Job. Reproduce the forum post about the PIC12F675 program below word for word, from its first line to its last.

Reading passage.
[Begin]

Since I am really newbie to PIC, I just use CCS-C project wizard and basic functions in help file. The following code is not working at all... But I don't know the reason. When I tried to compile the c code by using CCS-C, there is no error and warning, but the code is just not working. Please help me and let me know the wrong part and the possible solution.
*The code is little long, but the functions are really simple... I don't know why it is not working at all. Plz teach me in anyway.
| Code: |
#include <12F675.h>
#device adc=8
#FUSES NOWDT //No Watch Dog Timer
#FUSES EC_IO //External clock
#FUSES NOCPD //No EE protection
#FUSES NOPROTECT //Code not protected from reading
#FUSES NOMCLR //Master Clear pin used for I/O
#FUSES NOPUT //No Power Up Timer
#FUSES NOBROWNOUT //No brownout reset
#FUSES BANDGAP_HIGH
#use delay(clock=20000000)
#define GP0 PIN_A0
#define GP1 PIN_A1
#define GP2 PIN_A2
#define GP3 PIN_A3
#define GP4 PIN_A4
#define GP5 PIN_A5
// global flag to send processor into sleep mode
short sleep_mode;
// external interrupt to control sleep_mode
#int_EXT
void EXT_isr() {
static short rest_signal=FALSE;
if(input(GP3)) // check weather signal is 01 or 00
rest_signal=TRUE;
if(!rest_signal) // if signal is 00(rest)

[End]

Data shown.

[Begin]

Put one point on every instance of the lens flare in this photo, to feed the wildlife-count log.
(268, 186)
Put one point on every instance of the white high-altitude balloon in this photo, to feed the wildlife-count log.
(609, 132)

[End]

Response for this exercise.
Since I am really newbie to PIC, I just use CCS-C project wizard and basic functions in help file. The following code is not working at all... But I don't know the reason. When I tried to compile the c code by using CCS-C, there is no error and warning, but the code is just not working. Please help me and let me know the wrong part and the possible solution.
*The code is little long, but the functions are really simple... I don't know why it is not working at all. Plz teach me in anyway.
| Code: |
#include <12F675.h>
#device adc=8
#FUSES NOWDT //No Watch Dog Timer
#FUSES EC_IO //External clock
#FUSES NOCPD //No EE protection
#FUSES NOPROTECT //Code not protected from reading
#FUSES NOMCLR //Master Clear pin used for I/O
#FUSES NOPUT //No Power Up Timer
#FUSES NOBROWNOUT //No brownout reset
#FUSES BANDGAP_HIGH
#use delay(clock=20000000)
#define GP0 PIN_A0
#define GP1 PIN_A1
#define GP2 PIN_A2
#define GP3 PIN_A3
#define GP4 PIN_A4
#define GP5 PIN_A5
// global flag to send processor into sleep mode
short sleep_mode;
// external interrupt to control sleep_mode
#int_EXT
void EXT_isr() {
static short rest_signal=FALSE;
if(input(GP3)) // check weather signal is 01 or 00
rest_signal=TRUE;
if(!rest_signal) // if signal is 00(rest)